• **Excerpt to read**:

New center in Detroit aims to provide homeless with healthcare, place to recover

Linda Little is a nurse and the president and CEO of Neighborhood Service Organization. She's determined to ensure Detroit's unhoused residents get the healthcare they need at the new Detroit Healthy Housing Center at Mack and Gratiot.

"Everybody deserves a safe place to live and thrive and enjoy life - that's a basic human need," she said. "Eighty percent of the population that we served had really serious complex medical issues on top of being housing insecure."

Little said that means people who are sick and unsheltered circle through hospitals and emergency rooms at a cost five times that of the average person because they have nowhere to go to recuperate.

"It is extremely difficult to find a place for them to go, and they deserve a place to go other than the streets or a shelter, where they need continuing care," Little said. "We can now say that we have healthy housing in the city of Detroit, to change how we treat people, with dignity and respect and promote equity for all."

This is what the Detroit Healthy Housing Center will provide, with 56 beds, a place to get well, and get other services.

• **Source information**:
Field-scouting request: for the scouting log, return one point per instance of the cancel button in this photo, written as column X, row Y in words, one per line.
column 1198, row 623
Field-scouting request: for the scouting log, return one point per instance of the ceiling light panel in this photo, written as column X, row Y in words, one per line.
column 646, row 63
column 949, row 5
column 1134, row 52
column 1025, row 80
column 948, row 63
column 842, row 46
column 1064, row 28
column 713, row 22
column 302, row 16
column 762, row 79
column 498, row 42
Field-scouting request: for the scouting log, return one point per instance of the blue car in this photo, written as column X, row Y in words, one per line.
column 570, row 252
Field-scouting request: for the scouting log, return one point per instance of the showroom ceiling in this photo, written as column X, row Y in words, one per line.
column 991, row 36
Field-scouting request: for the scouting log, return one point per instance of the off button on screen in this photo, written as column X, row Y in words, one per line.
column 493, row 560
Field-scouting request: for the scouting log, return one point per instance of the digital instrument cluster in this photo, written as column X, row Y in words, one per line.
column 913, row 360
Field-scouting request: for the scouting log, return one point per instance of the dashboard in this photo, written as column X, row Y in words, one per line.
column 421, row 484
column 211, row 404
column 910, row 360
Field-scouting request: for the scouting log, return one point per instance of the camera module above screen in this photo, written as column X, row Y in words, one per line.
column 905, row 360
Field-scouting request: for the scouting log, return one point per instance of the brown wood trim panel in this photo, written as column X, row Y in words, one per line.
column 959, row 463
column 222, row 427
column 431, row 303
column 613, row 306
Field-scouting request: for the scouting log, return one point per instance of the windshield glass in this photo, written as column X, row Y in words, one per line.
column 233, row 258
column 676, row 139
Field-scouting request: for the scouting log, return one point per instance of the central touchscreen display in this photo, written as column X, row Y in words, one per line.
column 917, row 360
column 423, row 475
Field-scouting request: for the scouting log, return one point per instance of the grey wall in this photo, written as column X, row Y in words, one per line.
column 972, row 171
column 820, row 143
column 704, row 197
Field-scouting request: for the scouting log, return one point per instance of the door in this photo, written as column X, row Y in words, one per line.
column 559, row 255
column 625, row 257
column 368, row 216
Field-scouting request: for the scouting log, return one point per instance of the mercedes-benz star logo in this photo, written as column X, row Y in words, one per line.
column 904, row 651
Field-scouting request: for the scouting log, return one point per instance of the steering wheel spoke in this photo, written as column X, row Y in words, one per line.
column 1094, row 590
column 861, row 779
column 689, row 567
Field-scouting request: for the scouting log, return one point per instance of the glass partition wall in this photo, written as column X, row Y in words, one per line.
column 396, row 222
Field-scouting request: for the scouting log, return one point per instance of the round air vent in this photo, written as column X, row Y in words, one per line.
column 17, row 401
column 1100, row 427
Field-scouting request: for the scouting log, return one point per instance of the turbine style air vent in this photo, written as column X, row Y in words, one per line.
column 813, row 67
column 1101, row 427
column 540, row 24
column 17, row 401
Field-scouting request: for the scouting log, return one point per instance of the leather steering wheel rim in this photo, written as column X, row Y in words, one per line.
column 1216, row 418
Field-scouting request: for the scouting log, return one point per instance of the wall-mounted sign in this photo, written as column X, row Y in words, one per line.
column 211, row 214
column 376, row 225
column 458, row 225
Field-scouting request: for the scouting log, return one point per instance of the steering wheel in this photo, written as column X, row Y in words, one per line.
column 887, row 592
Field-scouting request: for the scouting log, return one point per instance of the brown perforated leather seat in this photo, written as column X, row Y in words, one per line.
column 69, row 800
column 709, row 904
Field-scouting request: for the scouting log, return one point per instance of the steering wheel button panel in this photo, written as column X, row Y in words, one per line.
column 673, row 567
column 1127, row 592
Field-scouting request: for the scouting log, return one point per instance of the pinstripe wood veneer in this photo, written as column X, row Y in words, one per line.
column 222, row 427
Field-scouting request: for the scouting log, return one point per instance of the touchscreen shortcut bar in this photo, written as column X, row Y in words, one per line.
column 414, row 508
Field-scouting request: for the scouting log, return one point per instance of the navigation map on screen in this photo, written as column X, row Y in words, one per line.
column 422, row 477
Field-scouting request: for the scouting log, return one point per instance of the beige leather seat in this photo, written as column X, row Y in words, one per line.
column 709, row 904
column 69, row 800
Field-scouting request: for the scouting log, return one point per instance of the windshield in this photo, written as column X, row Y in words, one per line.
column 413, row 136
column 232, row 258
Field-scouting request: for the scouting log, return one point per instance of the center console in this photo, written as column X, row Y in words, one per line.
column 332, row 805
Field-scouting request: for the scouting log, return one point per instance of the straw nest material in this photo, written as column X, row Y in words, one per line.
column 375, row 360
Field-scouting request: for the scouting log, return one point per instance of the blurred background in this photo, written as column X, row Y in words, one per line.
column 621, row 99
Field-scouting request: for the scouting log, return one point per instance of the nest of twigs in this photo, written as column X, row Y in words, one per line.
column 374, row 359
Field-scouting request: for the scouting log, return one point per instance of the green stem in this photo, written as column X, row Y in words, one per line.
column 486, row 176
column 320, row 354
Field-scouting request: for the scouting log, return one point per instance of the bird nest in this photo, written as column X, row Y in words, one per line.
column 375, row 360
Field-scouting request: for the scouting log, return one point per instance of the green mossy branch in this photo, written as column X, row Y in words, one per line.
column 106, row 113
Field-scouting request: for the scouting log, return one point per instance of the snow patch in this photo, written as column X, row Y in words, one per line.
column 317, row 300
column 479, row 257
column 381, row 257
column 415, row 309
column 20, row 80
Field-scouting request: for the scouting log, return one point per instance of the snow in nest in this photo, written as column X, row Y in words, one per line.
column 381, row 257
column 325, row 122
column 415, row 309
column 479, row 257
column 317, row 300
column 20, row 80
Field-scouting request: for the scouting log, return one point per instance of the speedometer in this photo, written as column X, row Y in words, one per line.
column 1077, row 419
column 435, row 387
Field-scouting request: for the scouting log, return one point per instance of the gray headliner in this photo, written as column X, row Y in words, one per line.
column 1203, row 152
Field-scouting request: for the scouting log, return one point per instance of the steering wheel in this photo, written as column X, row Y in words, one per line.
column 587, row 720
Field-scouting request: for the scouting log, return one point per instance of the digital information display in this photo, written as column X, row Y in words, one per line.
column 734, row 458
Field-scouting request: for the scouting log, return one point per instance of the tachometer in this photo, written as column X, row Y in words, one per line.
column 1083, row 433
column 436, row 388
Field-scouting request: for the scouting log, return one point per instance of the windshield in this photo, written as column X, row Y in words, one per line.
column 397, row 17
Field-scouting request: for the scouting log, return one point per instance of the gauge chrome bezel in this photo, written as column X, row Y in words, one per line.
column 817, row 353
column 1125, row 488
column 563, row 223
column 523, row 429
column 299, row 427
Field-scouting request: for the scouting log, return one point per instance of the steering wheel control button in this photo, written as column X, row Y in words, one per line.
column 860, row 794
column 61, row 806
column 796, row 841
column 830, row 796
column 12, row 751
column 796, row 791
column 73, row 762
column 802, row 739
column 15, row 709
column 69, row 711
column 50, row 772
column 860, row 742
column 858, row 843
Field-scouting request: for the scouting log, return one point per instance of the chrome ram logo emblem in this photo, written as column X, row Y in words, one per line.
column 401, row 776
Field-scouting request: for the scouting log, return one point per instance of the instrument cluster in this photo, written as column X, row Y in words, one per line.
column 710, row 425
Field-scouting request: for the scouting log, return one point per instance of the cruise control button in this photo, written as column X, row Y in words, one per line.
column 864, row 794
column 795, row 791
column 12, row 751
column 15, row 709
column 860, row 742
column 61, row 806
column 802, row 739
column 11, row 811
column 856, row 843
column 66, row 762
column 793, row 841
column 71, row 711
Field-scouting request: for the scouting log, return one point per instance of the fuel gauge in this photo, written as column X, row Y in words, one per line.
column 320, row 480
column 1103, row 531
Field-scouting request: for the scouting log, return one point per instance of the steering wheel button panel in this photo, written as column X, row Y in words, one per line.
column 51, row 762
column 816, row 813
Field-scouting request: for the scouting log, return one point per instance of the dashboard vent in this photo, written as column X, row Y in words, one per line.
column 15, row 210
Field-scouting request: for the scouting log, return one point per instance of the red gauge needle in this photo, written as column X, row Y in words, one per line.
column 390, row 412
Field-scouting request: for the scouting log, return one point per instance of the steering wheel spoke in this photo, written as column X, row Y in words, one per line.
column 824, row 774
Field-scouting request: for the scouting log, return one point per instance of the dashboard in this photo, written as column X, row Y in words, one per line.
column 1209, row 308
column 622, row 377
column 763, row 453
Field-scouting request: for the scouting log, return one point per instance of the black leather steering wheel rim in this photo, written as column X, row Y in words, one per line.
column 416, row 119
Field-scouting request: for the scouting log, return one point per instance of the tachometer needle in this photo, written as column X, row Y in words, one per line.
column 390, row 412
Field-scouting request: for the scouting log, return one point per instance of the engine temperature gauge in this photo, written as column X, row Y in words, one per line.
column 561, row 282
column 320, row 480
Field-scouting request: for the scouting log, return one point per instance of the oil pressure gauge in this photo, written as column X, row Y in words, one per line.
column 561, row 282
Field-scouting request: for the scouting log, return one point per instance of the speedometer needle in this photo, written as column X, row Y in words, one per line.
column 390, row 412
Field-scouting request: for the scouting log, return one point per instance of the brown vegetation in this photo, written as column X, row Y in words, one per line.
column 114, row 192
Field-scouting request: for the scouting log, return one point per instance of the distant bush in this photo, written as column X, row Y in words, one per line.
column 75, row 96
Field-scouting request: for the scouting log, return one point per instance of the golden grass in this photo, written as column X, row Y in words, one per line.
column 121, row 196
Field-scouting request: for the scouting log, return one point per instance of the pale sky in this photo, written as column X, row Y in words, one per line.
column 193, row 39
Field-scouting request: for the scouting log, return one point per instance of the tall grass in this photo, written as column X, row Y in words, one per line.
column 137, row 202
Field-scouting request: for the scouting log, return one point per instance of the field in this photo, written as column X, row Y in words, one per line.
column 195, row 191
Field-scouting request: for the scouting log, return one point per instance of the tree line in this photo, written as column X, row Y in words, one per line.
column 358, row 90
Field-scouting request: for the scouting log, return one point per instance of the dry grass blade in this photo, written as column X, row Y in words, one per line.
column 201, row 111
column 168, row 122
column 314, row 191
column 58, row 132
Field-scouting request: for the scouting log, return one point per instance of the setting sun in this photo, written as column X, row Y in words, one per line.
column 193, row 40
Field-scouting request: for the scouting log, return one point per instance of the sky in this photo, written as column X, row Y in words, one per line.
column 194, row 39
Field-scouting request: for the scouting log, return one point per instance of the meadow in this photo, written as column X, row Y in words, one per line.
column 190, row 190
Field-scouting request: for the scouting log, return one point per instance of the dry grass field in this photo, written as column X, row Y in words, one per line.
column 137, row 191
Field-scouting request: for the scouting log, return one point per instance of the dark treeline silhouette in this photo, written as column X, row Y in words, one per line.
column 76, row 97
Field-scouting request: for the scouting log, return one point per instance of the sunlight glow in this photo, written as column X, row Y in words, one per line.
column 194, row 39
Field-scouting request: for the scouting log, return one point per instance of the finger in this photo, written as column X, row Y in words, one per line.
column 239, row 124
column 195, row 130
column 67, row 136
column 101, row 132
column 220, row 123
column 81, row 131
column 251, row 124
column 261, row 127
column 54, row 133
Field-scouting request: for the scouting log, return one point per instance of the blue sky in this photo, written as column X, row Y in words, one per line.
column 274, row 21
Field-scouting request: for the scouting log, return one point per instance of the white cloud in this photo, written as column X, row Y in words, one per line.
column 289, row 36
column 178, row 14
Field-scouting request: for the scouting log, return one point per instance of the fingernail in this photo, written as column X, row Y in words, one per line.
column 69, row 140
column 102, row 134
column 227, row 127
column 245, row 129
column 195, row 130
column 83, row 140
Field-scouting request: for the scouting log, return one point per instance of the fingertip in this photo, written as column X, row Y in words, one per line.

• **About this exercise**:
Pick up the article about the Detroit Healthy Housing Center where it stops, and keep writing it in the same voice.

• **Exercise result**:
"The DHCC will provide critical services to unhoused Detroit residents - medical care, wraparound supports, temporary housing, medical rescue, food support, and workforce development. This holistic approach reminds us the fight against homelessness is a marathon, not a sprint," said Lt. Gov. Garlin Gilchrist.

This is the second phase of the Detroit Healthy Housing Campus. The first phase, the Clay Apartments, has been housing for the formerly homeless since 2020.

"On the corner of Mack and Elmwood is the Clay Apartments. It houses 42 people. That means 42 people came from the street, through the shelter system, and are no longer part of the shelter population, and we should be proud of that," said Allah Young, a former Neighborhood Service Organization client who is now a board member.

Young also lives at the apartments. It's all part of a concerted effort between shelters, the city, the state, and other stakeholders to end homelessness.

"We're trying to connect you to long-term housing solutions and at the same time deal with the totality of the circumstances that are holding you back, whether it's helping you get your birth certificate, your vital records, all of the things we can do to connect you to employment," said Detroit Deputy Mayor Todd Bettison.

An effort that is challenging - an estimated 7,800 people are unsheltered in Detroit. Almost 1,800 of them are considered chronically unhoused, but the DHCC is working to change that.

"If it can happen for me, I'm just a human being like everybody else, and I think I'm kind of cool but you know," Young said. "It can happen for everybody else."